(Saved data entries)
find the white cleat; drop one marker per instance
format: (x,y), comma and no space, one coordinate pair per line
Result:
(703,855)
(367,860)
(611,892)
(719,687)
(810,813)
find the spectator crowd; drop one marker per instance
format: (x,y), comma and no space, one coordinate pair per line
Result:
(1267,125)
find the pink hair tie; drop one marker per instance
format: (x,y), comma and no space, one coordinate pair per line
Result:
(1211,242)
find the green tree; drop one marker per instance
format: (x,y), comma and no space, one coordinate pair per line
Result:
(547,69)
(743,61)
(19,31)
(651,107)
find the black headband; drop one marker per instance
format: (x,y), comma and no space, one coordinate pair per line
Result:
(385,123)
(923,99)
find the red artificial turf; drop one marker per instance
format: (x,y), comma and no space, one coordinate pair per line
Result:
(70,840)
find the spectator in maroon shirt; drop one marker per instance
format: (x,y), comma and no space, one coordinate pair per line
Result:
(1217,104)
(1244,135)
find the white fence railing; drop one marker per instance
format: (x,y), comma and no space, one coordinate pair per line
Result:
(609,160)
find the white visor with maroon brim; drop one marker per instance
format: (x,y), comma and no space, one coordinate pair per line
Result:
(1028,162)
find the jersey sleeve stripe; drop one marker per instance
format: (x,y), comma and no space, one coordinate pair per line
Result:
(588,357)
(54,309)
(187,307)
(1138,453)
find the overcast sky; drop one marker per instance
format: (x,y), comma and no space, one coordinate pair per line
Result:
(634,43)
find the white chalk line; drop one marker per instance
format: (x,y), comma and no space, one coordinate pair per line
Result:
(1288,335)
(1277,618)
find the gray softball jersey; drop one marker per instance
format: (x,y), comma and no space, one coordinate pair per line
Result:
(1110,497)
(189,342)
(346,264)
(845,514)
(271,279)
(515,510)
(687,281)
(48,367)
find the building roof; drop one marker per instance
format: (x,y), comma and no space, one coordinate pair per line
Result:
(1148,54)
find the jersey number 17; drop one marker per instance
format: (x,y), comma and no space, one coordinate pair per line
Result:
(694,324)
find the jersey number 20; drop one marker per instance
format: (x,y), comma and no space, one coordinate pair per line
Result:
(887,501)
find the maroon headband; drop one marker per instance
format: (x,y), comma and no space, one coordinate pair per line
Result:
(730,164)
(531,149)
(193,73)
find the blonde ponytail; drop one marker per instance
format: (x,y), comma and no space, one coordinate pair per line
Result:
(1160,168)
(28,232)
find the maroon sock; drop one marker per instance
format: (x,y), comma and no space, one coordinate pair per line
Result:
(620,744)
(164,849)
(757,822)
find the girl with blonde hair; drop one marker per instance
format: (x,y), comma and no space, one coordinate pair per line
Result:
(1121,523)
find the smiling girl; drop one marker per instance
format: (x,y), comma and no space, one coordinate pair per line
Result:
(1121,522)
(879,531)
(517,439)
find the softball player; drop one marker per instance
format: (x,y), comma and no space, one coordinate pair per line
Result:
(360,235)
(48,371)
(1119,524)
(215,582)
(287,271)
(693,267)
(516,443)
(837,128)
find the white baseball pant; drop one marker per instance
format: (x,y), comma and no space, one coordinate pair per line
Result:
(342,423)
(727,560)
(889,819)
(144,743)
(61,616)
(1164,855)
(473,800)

- **Work to be completed**:
Please put the lines above into a Markdown table with two columns, Row and Line, covering every line and leaving out blank ones.

- **Answer in full**:
| Row | Line |
|---|---|
| 1 | find the white cleat; drop one marker per instance |
| 2 | format: (x,y), comma and no space, one coordinate pair per line |
| 3 | Result: |
| 4 | (703,855) |
| 5 | (367,860) |
| 6 | (611,892) |
| 7 | (719,687) |
| 8 | (810,813) |
| 9 | find the spectator crowd; drop one marker per instance |
| 10 | format: (x,y), comma and no space, one coordinate pair per line |
| 11 | Result: |
| 12 | (1267,125) |
| 13 | find the pink hair tie; drop one marker per instance |
| 14 | format: (x,y), comma and no space, one coordinate pair per line |
| 15 | Result: |
| 16 | (1211,242) |
| 17 | find the green tree; drop one marker per instance |
| 18 | format: (x,y), comma and no space, one coordinate pair per line |
| 19 | Result: |
| 20 | (547,69) |
| 21 | (743,61) |
| 22 | (19,31) |
| 23 | (651,107) |
| 24 | find the black headband; drop one marker per instance |
| 25 | format: (x,y), comma and no space, one coordinate pair per line |
| 26 | Result: |
| 27 | (385,123) |
| 28 | (923,99) |
| 29 | find the red artificial turf; drop one marker per instance |
| 30 | format: (x,y), comma and no space, one coordinate pair per line |
| 31 | Result: |
| 32 | (70,840) |
| 33 | find the spectator in maroon shirt; drop one marker per instance |
| 34 | format: (x,y), comma and no space, one coordinate pair per line |
| 35 | Result: |
| 36 | (1217,104) |
| 37 | (1244,135) |
| 38 | find the white fence railing; drop one marker per instance |
| 39 | format: (x,y), comma and no space, one coordinate pair per line |
| 40 | Result: |
| 41 | (609,160) |
| 42 | find the white visor with maroon brim; drop one marker per instance |
| 43 | format: (x,y), comma and no space, one coordinate pair per line |
| 44 | Result: |
| 45 | (1028,162) |
| 46 | find the jersey sleeve stripe; drop one marker per instance |
| 47 | format: (x,y), comma and no space, one coordinate pair per line |
| 48 | Result: |
| 49 | (588,357) |
| 50 | (54,309) |
| 51 | (187,307) |
| 52 | (1138,453) |
| 53 | find the overcast sky; drop one marker per instance |
| 54 | format: (x,y), comma and no space, one coordinate pair per line |
| 55 | Result: |
| 56 | (634,43) |
| 57 | find the white chalk line; drop one marker per instance |
| 58 | format: (x,y), comma and no space, one coordinate pair per line |
| 59 | Result: |
| 60 | (1288,335) |
| 61 | (1277,618) |
| 62 | find the gray softball jersey; drop one marker per instance |
| 63 | format: (x,y), comma and no space, one coordinate pair per line |
| 64 | Result: |
| 65 | (1110,497) |
| 66 | (189,342) |
| 67 | (346,264) |
| 68 | (845,514) |
| 69 | (271,279) |
| 70 | (515,510) |
| 71 | (687,281) |
| 72 | (48,367) |
| 73 | find the building roof; drop one marker per instance |
| 74 | format: (x,y), comma and no space, one coordinate pair per line |
| 75 | Result: |
| 76 | (1148,54) |
| 77 | find the jersey number 17; drop one marker per instance |
| 78 | format: (x,y), comma and no space, one coordinate pair per line |
| 79 | Result: |
| 80 | (694,324) |
| 81 | find the jersey number 20; drop one marker per instance |
| 82 | format: (x,y), comma and no space, one coordinate pair per line |
| 83 | Result: |
| 84 | (887,501) |
| 85 | find the maroon headband; drop one marker per instance |
| 86 | format: (x,y), comma and no space, one coordinate pair per line |
| 87 | Result: |
| 88 | (730,164) |
| 89 | (531,149) |
| 90 | (193,73) |
| 91 | find the blonde ponytail; drop one marker per instance |
| 92 | format: (x,y), comma and no space, one coordinate pair per line |
| 93 | Result: |
| 94 | (1160,168) |
| 95 | (28,232) |
| 96 | find the maroon sock; drop one marker per instance |
| 97 | format: (x,y), comma and no space, one coordinate pair per line |
| 98 | Result: |
| 99 | (620,744) |
| 100 | (164,849) |
| 101 | (757,822) |
| 102 | find the girl with blonde hair; drop one marker per instance |
| 103 | format: (x,y), comma and no space, one coordinate pair per line |
| 104 | Result: |
| 105 | (1121,523) |
| 106 | find the smiling girl; drop one marker per instance |
| 107 | format: (x,y), comma and no space, one coordinate pair per line |
| 108 | Result: |
| 109 | (1121,522) |
| 110 | (879,531) |
| 111 | (517,439) |
| 112 | find the softball player; drop one marker per instance |
| 113 | format: (x,y), comma and no space, one coordinate pair per line |
| 114 | Result: |
| 115 | (360,235) |
| 116 | (48,371) |
| 117 | (1119,524) |
| 118 | (215,582) |
| 119 | (287,271) |
| 120 | (693,267) |
| 121 | (516,443) |
| 122 | (837,128) |
| 123 | find the white baseball pant; drop one marker per instance |
| 124 | format: (x,y), comma and no space, one coordinate pair per line |
| 125 | Result: |
| 126 | (342,423) |
| 127 | (727,560) |
| 128 | (889,819) |
| 129 | (144,743) |
| 130 | (61,616) |
| 131 | (1164,855) |
| 132 | (473,800) |